> **DATA FOR THE TASK**
◆ ◆ ◆ ◆ ◆

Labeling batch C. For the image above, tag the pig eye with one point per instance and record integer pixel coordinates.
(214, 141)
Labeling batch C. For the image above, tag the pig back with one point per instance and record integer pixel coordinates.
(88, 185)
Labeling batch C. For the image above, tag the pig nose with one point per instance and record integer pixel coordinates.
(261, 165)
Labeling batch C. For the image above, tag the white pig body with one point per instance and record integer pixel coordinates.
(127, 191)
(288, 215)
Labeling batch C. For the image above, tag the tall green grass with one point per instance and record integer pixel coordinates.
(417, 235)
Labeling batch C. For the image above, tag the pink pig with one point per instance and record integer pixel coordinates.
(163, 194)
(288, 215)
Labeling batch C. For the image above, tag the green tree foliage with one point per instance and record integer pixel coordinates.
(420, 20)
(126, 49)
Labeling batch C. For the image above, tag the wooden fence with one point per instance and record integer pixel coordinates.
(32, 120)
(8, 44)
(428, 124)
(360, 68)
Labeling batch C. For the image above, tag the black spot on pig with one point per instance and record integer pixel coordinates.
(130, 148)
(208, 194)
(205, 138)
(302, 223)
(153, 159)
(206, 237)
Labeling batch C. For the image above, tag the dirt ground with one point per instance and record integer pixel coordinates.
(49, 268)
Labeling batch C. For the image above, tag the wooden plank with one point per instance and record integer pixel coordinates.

◆ ◆ ◆ ◆ ◆

> **THE TASK**
Retype every one of the records above word for word, with no changes.

> **FINAL RESULT**
Labeling batch C. For the image above, tag the pig eye with one point per instance and record integer pixel coordinates.
(214, 141)
Labeling batch C. For the image above, tag the pig back with one point per instance and record integer pixel coordinates.
(88, 185)
Labeling batch C. For the image above, tag the pig nose with one point per instance and record integer pixel coordinates.
(261, 165)
Labeling batch C. For the image above, tag the white pig body with one point per instance and record integer pixel coordinates.
(127, 191)
(288, 215)
Labeling batch C. For the image above, tag the tall green grass with one point per instance and record integer pixel coordinates.
(417, 235)
Labeling batch C. For the image above, tag the pink pig with one point per instance and record integer pixel coordinates.
(163, 194)
(288, 215)
Labeling batch C. For the image above, tag the green tree foliage with one point per instance and record integer pixel coordinates.
(420, 20)
(126, 49)
Labeling batch C. For the image above, tag the wooden fence with one point per instance and record integer pixel coordinates.
(32, 120)
(8, 44)
(428, 124)
(360, 68)
Labeling batch C. For the image above, tag the black spot on pig with one point per instance and record integer pixel coordinates.
(130, 148)
(208, 194)
(205, 138)
(302, 223)
(153, 159)
(206, 237)
Labeling batch C. For the image above, tag the dirt ground with one point per instance and record integer pixel coordinates.
(49, 268)
Labeling batch C. For the image above, tag the wooden plank with one point per instance and record integer pixel coordinates.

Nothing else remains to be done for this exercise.